Goals -
[1] Print the passage on Bunge la Mwananchi from "In the end, due" up to and including "the early 1990s.".
[2] Switch "small stone" to "pebble" in all of the records, leaving everything else unchanged. Rewrite the records without the pictures.

Selected passage -

◆ ◆ ◆

BUNGE LA MWANANCHI: BIRTH AND EVOLUTION
Bunge la Mwananchi is an organic grassroots social movement that started in the early 1990s as a reaction to continued economic plunder and misrule in Kenya. The movement serves as a platform for the common citizens to deliberate on socio-economic and political issues affecting their lives as well as general citizenry. It envisions a “Kenya where citizens enjoy unfettered sovereignty to organise to free themselves from all forms of oppression and domination.” Bunge la Mwananchi emerged in the era of neo-liberal globalization in early 1990s after the apparent defeat of nationalist movements in Africa that arose out of the Pan-Africanist movement struggles of the early 1960s and 1970s when nationalist leaders were overthrown in military coups. Some were assassinated like Patrice Lumumba of Congo, Pio Gama Pinto of Kenya and Burkina Faso’s Thomas Sankara in political conspiracies sponsored by Western Imperialism [1].
After three decades of despotic and paranoid political leadership of corruption, ethnic politics of divide and rule, and of patronage, Kenya was ushered into the Structural Adjustment Programs (SAPs) regime in early 1990s by the World Bank and the International Monetary Fund (IMF). The SAPs led to the withdrawal of budget allocation to social services like healthcare, education and agriculture in the name of cost-sharing; retrenchment of public employees and privatization of public investments as Kenya Railway and Telkom were also features of the Western policy prescriptions.
Bunge movement was started and fronted by people who felt deprived of social justice and decent living conditions: the unemployed, petty traders, squatters, victims of ethnic clashes and low paid workers who through regular social interactions expressed resentment and resisted the adoption by former President Moi’s government of the IMF and World Bank economic reforms. The so-called reforms emphasised de-regulation of the state, privatisation and liberalisation of the economy together with the adoption of managerial approaches to governance which deepened the crisis in Kenya’s economy [2]. This fomented extreme social unrest and migration of young people from rural areas to the capital city Nairobi in search of employment due to minimal sources of income in the rural areas. Agricultural activities collapsed, including sugar factories in Nyanza and Western, textiles industries in the Rift Valley, and government-supported milk processing plants like the Kenya Cooperative Creameries (KCC). Many other small farming cooperative industries also shut down as agricultural extension services and farming subsidies were withdrawn.
In the end, due to pressure from progressive forces within Kenya as well as from outside forced the Moi regime to concede and amend the constitution, removing section 2A, and allowing the return of multi-party politics in Kenya in 1992. This opened a little democratic space giving room for many parties and urban proletariat grassroots movements to mushroom. It is during this time that some members of Bunge la Mwananchi who had created contact with underground political movements such as Mwakenya started organizing open political education on African liberation movements and debates around various themes such as religion, slave trade, reparations and social cultural economic rights. This took place over the lunch time hour under the banner of ‘Kafiri Movement’ [3] at Aga Khan Walk Street in the Nairobi City Centre in the early 1990s.

◆ ◆ ◆

Information supplied -
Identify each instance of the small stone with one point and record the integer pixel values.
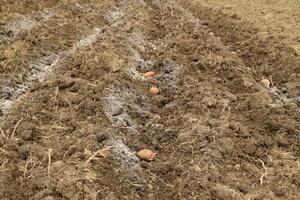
(151, 196)
(265, 82)
(150, 187)
(197, 169)
(144, 164)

◆ ◆ ◆

Exercise solutions -
[1]
In the end, due to pressure from progressive forces within Kenya as well as from outside forced the Moi regime to concede and amend the constitution, removing section 2A, and allowing the return of multi-party politics in Kenya in 1992. This opened a little democratic space giving room for many parties and urban proletariat grassroots movements to mushroom. It is during this time that some members of Bunge la Mwananchi who had created contact with underground political movements such as Mwakenya started organizing open political education on African liberation movements and debates around various themes such as religion, slave trade, reparations and social cultural economic rights. This took place over the lunch time hour under the banner of ‘Kafiri Movement’ [3] at Aga Khan Walk Street in the Nairobi City Centre in the early 1990s.

[2]
Identify each instance of the pebble with one point and record the integer pixel values.
(151, 196)
(265, 82)
(150, 187)
(197, 169)
(144, 164)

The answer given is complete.